Exercise => For the material that follows, work out how many lines hold the word "window" and answer only with the number.

Exercise materials =>
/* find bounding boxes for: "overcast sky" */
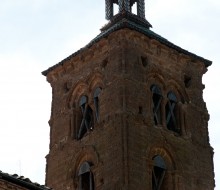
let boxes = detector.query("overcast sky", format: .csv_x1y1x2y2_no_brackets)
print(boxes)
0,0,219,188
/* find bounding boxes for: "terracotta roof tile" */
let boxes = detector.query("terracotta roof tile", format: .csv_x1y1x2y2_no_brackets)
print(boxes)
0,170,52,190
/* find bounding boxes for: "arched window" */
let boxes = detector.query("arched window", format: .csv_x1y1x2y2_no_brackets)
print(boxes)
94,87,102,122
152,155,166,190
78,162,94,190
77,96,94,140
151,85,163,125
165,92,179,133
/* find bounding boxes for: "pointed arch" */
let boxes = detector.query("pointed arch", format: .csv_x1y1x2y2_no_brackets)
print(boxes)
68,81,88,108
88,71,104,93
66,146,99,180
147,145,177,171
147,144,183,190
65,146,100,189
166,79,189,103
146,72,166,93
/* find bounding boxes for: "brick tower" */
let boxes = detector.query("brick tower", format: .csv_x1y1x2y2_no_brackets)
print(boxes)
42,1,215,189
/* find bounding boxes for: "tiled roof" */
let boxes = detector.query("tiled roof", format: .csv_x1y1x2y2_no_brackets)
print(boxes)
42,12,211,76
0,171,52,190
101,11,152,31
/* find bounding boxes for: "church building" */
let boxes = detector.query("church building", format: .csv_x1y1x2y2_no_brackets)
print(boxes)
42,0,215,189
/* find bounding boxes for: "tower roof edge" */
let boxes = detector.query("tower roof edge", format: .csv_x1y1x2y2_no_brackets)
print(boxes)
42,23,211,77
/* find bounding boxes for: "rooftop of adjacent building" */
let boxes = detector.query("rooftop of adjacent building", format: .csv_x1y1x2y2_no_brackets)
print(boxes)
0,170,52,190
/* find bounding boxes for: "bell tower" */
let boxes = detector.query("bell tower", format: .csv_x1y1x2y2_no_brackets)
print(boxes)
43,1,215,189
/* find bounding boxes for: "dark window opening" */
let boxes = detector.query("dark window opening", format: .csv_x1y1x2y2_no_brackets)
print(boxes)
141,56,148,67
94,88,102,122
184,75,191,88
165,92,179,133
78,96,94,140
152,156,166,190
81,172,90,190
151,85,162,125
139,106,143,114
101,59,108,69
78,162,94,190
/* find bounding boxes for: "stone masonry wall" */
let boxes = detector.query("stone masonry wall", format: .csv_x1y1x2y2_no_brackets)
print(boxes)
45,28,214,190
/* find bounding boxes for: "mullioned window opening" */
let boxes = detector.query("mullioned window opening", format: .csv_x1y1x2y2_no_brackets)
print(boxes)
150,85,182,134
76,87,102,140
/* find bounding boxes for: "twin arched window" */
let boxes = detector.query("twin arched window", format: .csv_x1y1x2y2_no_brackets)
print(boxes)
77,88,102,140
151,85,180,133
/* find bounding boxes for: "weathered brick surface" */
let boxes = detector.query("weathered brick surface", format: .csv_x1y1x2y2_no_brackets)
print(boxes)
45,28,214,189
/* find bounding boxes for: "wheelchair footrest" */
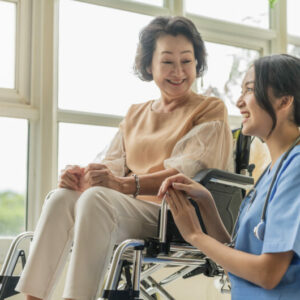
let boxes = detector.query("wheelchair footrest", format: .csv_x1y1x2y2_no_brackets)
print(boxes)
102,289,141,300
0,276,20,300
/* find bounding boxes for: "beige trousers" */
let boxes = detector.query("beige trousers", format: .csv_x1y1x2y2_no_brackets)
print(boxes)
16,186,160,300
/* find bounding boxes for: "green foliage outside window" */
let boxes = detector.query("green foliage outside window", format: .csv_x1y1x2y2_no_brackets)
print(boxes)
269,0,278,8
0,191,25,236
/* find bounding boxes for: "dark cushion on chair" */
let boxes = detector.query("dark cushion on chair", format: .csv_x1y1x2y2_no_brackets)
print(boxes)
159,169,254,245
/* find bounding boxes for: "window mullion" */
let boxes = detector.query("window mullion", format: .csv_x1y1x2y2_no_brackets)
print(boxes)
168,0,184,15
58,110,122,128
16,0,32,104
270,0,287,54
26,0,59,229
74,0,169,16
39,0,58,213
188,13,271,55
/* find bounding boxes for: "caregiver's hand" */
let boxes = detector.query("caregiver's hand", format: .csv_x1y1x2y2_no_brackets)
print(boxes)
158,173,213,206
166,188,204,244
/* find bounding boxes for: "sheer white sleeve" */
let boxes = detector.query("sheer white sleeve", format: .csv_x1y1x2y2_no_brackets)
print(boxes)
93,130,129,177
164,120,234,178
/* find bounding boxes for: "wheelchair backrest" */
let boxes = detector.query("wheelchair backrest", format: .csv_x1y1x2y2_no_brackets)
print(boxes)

Problem solution => 12